# PROBLEMS TO SOLVE:
a - In the press release about New York City's Nicotine Patch and Gum Program, until what date is the City offering nicotine replacement at no cost?
b - Translate this sentence from the press release on New York City's Nicotine Patch and Gum Program into Spanish: "Nicotine replacement helped Marie kick the habit in 2006, preventing further damage to her health."
c - Write a continuation of the press release on New York City's Nicotine Patch and Gum Program, picking up after its final sentence.

# PROVIDED PASSAGE:
[Start of section]
NEW YORK CITY – April 16, 2008 – The Health Department today launched a Nicotine Patch and Gum Program by rolling out a new series of anti-tobacco ads. The ads feature Marie, a former smoker from the Bronx whose smoking-related illness led to nearly 20 amputations. “I don’t smoke anymore,” Marie says in the ads, “but the damage is done.” Nicotine replacement helped Marie kick the habit in 2006, preventing further damage to her health. The Health Department is now urging all NYC smokers to follow her lead by calling 311 today. Nicotine replacement doubles the chances of quitting for good, and the City is offering them at no cost for 16 days – from now until May 1st. Because of an increase in the state tax, the price of a pack of most cigarettes will jump to about $8.50 in June, making this giveaway the perfect opportunity to quit.
Dr. Thomas R Frieden, New York City Health Commissioner made the announcement at 311 headquarters in Lower Manhattan today alongside Paul J. Cosgrave, Commissioner of the city’s Department of Information Technology and Telecommunications (DoITT).
Marie tells her story in the new ad campaign, which debuts today on television, radio and the Internet, in taxi cabs, and in the New York City subway cars. Subway riders will also encounter the ads in Brooklyn’s Atlantic Avenue station, where Marie’s message will cover every available ad space. The full campaign can be seen online at www.nyc.gov/health.
[End of section]
# DATA EXCERPTS:
[Start of section]
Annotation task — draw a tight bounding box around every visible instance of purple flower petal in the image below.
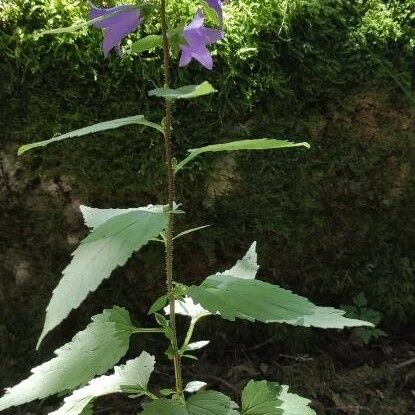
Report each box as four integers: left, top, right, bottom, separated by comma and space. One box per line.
89, 4, 141, 57
179, 10, 223, 69
206, 0, 223, 22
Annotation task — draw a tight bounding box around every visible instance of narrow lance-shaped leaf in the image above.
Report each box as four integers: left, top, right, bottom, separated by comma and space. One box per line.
241, 380, 316, 415
50, 352, 155, 415
17, 115, 163, 156
131, 35, 163, 53
38, 206, 167, 346
148, 81, 216, 100
0, 307, 136, 411
141, 391, 231, 415
174, 138, 310, 173
187, 274, 372, 328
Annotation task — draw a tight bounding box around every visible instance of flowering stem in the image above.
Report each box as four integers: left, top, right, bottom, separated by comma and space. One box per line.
161, 0, 183, 395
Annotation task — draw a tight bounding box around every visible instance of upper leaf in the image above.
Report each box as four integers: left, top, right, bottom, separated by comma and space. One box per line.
216, 242, 259, 279
131, 35, 163, 53
174, 138, 310, 173
38, 206, 167, 346
148, 81, 216, 100
79, 205, 165, 228
241, 380, 316, 415
141, 391, 231, 415
50, 352, 155, 415
187, 274, 371, 328
0, 306, 135, 411
17, 115, 163, 156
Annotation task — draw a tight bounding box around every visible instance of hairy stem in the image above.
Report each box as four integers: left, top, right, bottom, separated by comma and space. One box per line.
161, 0, 183, 395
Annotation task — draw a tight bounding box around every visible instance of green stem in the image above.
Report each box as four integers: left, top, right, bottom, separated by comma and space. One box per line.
161, 0, 183, 395
134, 328, 164, 333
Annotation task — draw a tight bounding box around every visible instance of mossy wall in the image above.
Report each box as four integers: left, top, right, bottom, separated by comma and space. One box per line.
0, 0, 415, 394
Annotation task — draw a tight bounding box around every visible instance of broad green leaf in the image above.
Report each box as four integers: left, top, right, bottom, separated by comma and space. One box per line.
148, 81, 216, 100
50, 352, 155, 415
216, 242, 259, 279
187, 275, 371, 328
0, 307, 136, 411
131, 35, 163, 53
184, 380, 207, 393
79, 205, 165, 228
38, 206, 168, 346
174, 138, 310, 173
171, 242, 259, 319
17, 115, 163, 156
241, 380, 315, 415
141, 391, 231, 415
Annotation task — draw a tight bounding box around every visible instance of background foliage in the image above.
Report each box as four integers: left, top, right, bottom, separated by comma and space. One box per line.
0, 0, 415, 408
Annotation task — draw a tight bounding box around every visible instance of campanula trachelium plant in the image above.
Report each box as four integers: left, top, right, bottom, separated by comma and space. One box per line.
0, 0, 371, 415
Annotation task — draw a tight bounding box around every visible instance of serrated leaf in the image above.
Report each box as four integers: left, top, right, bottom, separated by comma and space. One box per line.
148, 81, 216, 100
184, 380, 207, 393
38, 210, 167, 346
187, 275, 371, 328
50, 352, 155, 415
141, 391, 231, 415
17, 115, 163, 156
241, 380, 315, 415
174, 138, 310, 173
216, 242, 259, 279
131, 35, 163, 53
169, 242, 259, 319
0, 307, 135, 411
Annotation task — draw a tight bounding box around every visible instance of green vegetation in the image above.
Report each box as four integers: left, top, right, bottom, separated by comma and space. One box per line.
0, 0, 415, 398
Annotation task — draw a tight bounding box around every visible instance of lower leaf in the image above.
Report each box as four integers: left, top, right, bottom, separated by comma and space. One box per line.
0, 306, 135, 411
50, 352, 155, 415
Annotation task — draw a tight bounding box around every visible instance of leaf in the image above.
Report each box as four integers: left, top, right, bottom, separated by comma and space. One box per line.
187, 275, 371, 328
241, 380, 315, 415
0, 306, 136, 411
79, 205, 165, 228
216, 242, 259, 279
148, 81, 216, 100
184, 380, 207, 393
38, 206, 167, 347
168, 242, 259, 320
173, 225, 210, 239
50, 352, 155, 415
17, 115, 163, 156
131, 35, 163, 53
174, 138, 310, 173
141, 391, 231, 415
147, 295, 168, 315
186, 340, 210, 351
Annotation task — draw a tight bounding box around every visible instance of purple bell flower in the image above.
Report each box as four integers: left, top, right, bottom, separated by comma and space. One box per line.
206, 0, 223, 22
89, 4, 141, 57
179, 10, 223, 69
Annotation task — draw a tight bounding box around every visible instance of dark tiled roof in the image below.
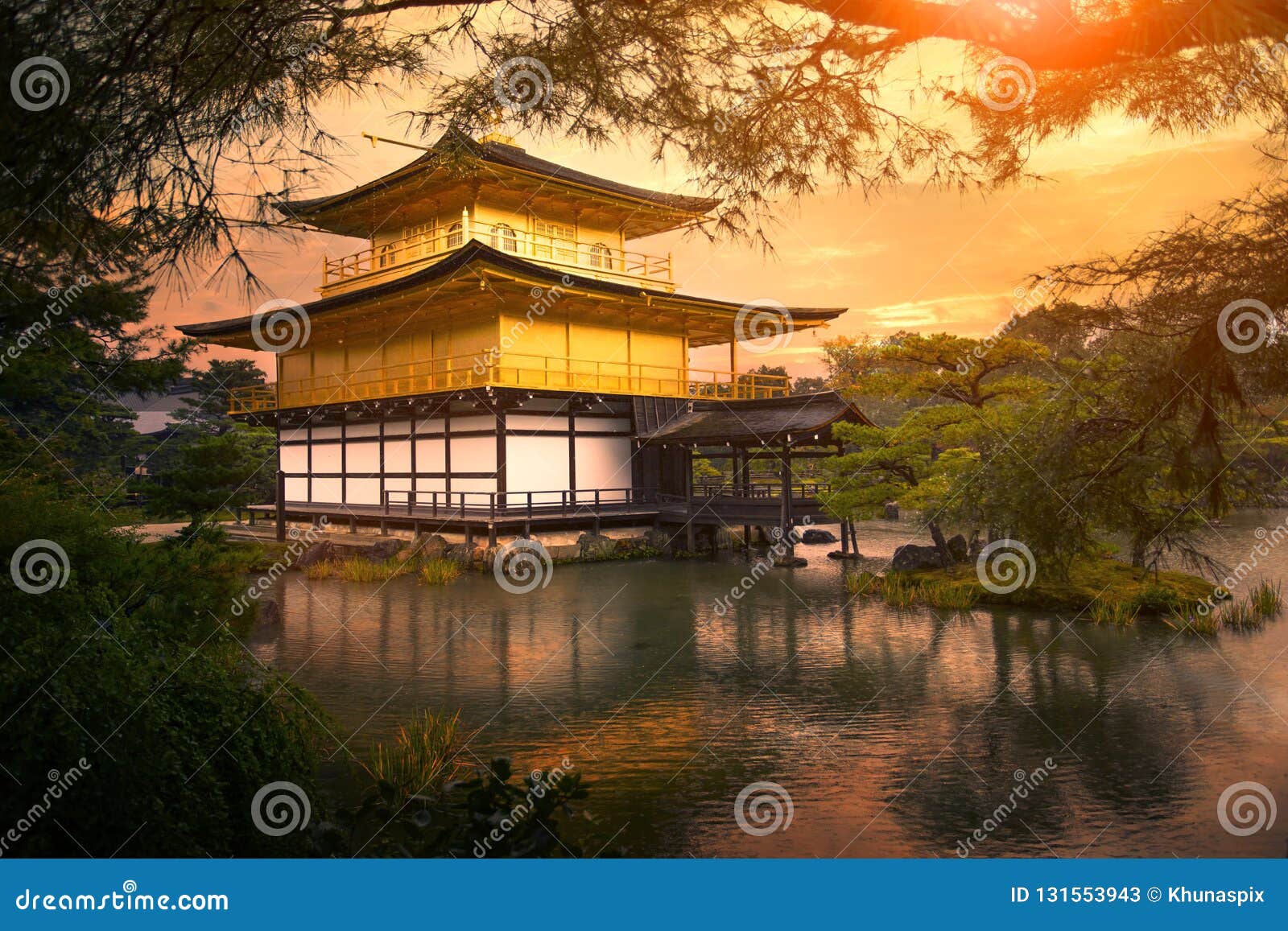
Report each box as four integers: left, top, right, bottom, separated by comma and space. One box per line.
176, 240, 845, 337
642, 391, 872, 444
282, 130, 720, 215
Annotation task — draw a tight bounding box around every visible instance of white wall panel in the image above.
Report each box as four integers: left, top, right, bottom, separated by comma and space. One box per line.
306, 443, 340, 476
345, 479, 380, 505
312, 479, 340, 505
451, 432, 496, 472
416, 439, 447, 472
279, 446, 309, 472
344, 440, 380, 474
385, 438, 411, 472
577, 436, 631, 501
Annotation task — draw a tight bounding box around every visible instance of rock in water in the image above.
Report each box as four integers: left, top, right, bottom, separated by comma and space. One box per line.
890, 543, 944, 572
362, 537, 403, 562
801, 527, 836, 543
295, 540, 335, 569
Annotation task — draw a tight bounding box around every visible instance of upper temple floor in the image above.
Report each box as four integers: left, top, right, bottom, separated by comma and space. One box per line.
281, 131, 717, 296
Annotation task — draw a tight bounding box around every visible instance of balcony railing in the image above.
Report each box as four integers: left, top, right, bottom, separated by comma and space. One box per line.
322, 212, 672, 290
229, 352, 791, 414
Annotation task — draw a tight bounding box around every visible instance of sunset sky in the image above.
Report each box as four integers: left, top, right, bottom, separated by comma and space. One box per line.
155, 60, 1262, 375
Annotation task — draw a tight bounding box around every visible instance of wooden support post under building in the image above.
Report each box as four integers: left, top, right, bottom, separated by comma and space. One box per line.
277, 469, 286, 543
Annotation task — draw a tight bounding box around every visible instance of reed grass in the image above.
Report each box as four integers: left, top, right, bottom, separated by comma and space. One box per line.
1087, 601, 1140, 627
416, 559, 461, 585
1248, 581, 1283, 618
365, 711, 462, 797
845, 571, 881, 598
1217, 592, 1274, 631
1163, 608, 1221, 637
881, 572, 917, 608
916, 582, 979, 611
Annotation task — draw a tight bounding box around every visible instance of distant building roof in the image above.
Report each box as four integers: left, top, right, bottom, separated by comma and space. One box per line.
279, 130, 720, 234
116, 378, 197, 434
178, 240, 845, 350
642, 391, 874, 446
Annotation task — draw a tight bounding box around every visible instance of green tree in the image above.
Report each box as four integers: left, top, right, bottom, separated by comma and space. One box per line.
150, 423, 277, 527
0, 482, 327, 858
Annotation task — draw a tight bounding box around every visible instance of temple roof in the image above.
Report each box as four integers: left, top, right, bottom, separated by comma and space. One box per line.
642, 391, 874, 446
176, 240, 846, 348
279, 130, 720, 236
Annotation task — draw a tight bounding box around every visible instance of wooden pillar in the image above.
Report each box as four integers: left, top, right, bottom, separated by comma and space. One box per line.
[End of section]
# OUTPUTS IN ORDER:
a - Until May 1st.

b - El reemplazo de nicotina ayudó a Marie a dejar el hábito en 2006, lo que evitó más daños a su salud.

c -
Like most smokers, Marie started smoking as a teenager. She developed Buerger’s disease, a condition that narrows arteries, reducing blood flow to the arms and legs. She has lost portions of most fingers, as well as a leg and a part of one foot. In the ads, Marie describes the pain she has endured and explains how her disability keeps her from doing even simple tasks. She also recounts how it affected her relationships with loved ones. “The light burned out in my kitchen and I can’t even change it,” she says. “My daughters might even have been embarrassed [by] what I was starting to look like. At one point, I wasn’t even living. I was just alive.”
“Not only do cigarettes kill 8,000 New Yorkers a year, they disable and disfigure many times that number,” said Dr. Thomas R. Frieden, New York City Health Commissioner. “Thousands of New Yorkers suffer strokes, heart attacks, and amputations that cause irreversible damage every year. Their lives are never the same. We urge all New Yorkers to listen to Marie’s story and quit smoking. Anyone who wants help should call 311 for nicotine patches or gum.”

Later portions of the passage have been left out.